They found no material increase in pharmacy-dispensed strong opioids but instead an increase in the rate of patients receiving physician-dispensed weaker pain medications — nonsteroidal anti-inflammatory medications such as ibuprofen.
The percentage receiving weaker opioids increased from 9.1 to 10.1 percent.
The study comes as policymakers in several states focus on the prices charged by physician dispensers compared to pharmacies for the same medications.
But increasingly there is speculation that economic incentives associated with physician dispensing lead to unnecessary medications prescribed for injured workers.
“When we compare pre- and post-reform prescribing practices, it appears that physician-dispensers not only reduced their dispensing of strong opioids but also reduced prescribing of strong opioids,” said Richard Victor, WCRI’s executive director.
“Since Florida has banned physician dispensing of strong opioids, the lessons of this study are relevant for the other states concerned about eliminating unnecessary costs in their system while protecting injured workers from unnecessary medical care.”
Report Sparks NH Commissioner’s Call for Fee Schedule
A new report looking at the high workers’ comp costs in New Hampshire calls for creation of a database, implementation of a pharmacy benefit management program, and continuing the commission’s work. But several members of the gubernatorial task force rejected the majority report and said a medical fee schedule is needed.
Gov. Maggie Hassan received the report in December after the panel’s nearly three-month review of the system. She created the commission from insurance, business, health care, and labor to recommend ways to reduce workers’ comp medical costs.
The report’s first recommendation would require legislative approval to develop a database of workers’ comp charges and costs for collection, analysis, and a transparency tool to allow public access. But the three members opposing the report said rather than reducing costs, the database would “add substantial costs to the carriers that operate in NH since most do not track the claims in the manner expected by the commission.”
Insurance Commissioner Roger Sevigny, who chaired the commission, disagreed with the minority report’s assertion. “While the creation of such a database would be time-consuming, the information it eventually would generate would be invaluable to the ongoing examination of workers’ compensation costs in New Hampshire.” However, Sevigny admitted it would take some time.
“Until such a database is constructed, however, we cannot afford to do nothing,” he said. “Work should begin immediately on the creation of a fee schedule that is fair and based on the real costs of health care in New Hampshire.”

Records from a data collection

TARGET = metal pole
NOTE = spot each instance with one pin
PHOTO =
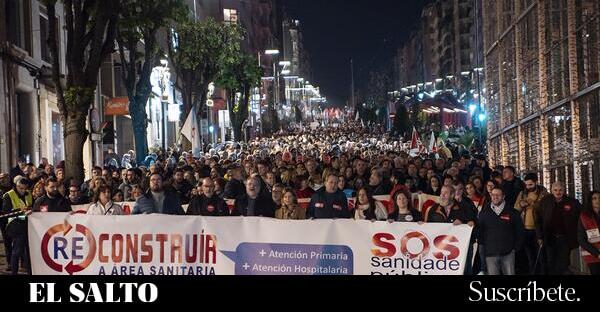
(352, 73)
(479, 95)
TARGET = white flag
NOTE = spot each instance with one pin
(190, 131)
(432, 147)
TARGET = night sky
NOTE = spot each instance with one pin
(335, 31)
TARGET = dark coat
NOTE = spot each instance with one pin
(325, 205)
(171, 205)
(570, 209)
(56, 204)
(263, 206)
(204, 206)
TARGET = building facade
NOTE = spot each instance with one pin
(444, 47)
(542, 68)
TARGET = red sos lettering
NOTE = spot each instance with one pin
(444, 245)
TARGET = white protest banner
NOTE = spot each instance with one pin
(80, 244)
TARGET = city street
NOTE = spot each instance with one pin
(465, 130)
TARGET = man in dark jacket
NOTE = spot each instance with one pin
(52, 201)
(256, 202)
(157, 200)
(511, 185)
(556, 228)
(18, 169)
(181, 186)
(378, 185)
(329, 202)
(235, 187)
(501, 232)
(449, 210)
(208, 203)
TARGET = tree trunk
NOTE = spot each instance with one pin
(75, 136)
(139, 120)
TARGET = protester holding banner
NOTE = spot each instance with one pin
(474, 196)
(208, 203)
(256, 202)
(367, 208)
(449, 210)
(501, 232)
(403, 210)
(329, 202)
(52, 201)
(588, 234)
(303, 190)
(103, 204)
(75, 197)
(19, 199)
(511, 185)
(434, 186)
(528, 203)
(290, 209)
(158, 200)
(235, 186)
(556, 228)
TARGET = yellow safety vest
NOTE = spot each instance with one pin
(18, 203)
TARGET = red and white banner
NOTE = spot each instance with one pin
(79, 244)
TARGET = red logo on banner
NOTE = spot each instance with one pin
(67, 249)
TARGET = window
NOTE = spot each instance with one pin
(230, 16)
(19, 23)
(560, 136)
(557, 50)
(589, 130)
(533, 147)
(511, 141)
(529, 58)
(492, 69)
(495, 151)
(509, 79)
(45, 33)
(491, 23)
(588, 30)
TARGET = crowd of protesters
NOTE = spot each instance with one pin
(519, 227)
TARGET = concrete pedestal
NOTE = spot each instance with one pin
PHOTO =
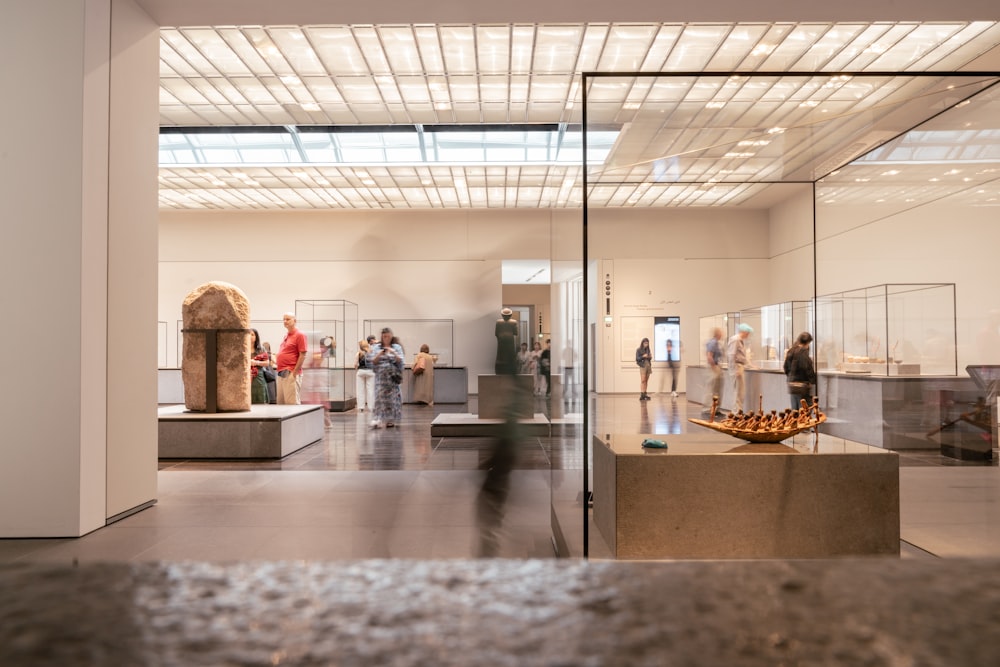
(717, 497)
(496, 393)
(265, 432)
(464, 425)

Work task A
Answer these questions from the workers' comp article:
(i) To what percentage did the share of patients receiving weaker opioids rise?
(ii) Who chaired the New Hampshire commission?
(iii) How long did the panel's review of the system take?
Work task B
Output the passage of the workers' comp article between "The study comes" and "WCRI’s executive director.", inclusive.
Work task C
Rewrite the paragraph of the workers' comp article that begins "The report's first recommendation" as a short list that keeps its main facts.
The records have no connection to the workers' comp article.

Written solution A
(i) 10.1 percent
(ii) Insurance Commissioner Roger Sevigny
(iii) Nearly three months

Written solution B
The study comes as policymakers in several states focus on the prices charged by physician dispensers compared to pharmacies for the same medications.
But increasingly there is speculation that economic incentives associated with physician dispensing lead to unnecessary medications prescribed for injured workers.
“When we compare pre- and post-reform prescribing practices, it appears that physician-dispensers not only reduced their dispensing of strong opioids but also reduced prescribing of strong opioids,” said Richard Victor, WCRI’s executive director.

Written solution C
- The report's first recommendation needs legislative approval.
- It would create a database of workers' comp charges and costs for collection and analysis.
- It would include a transparency tool giving the public access.
- Three members opposed the report. They argued that the database would add substantial costs for carriers operating in NH rather than reduce costs.
- Their reason was that most carriers do not track claims in the way the commission expects.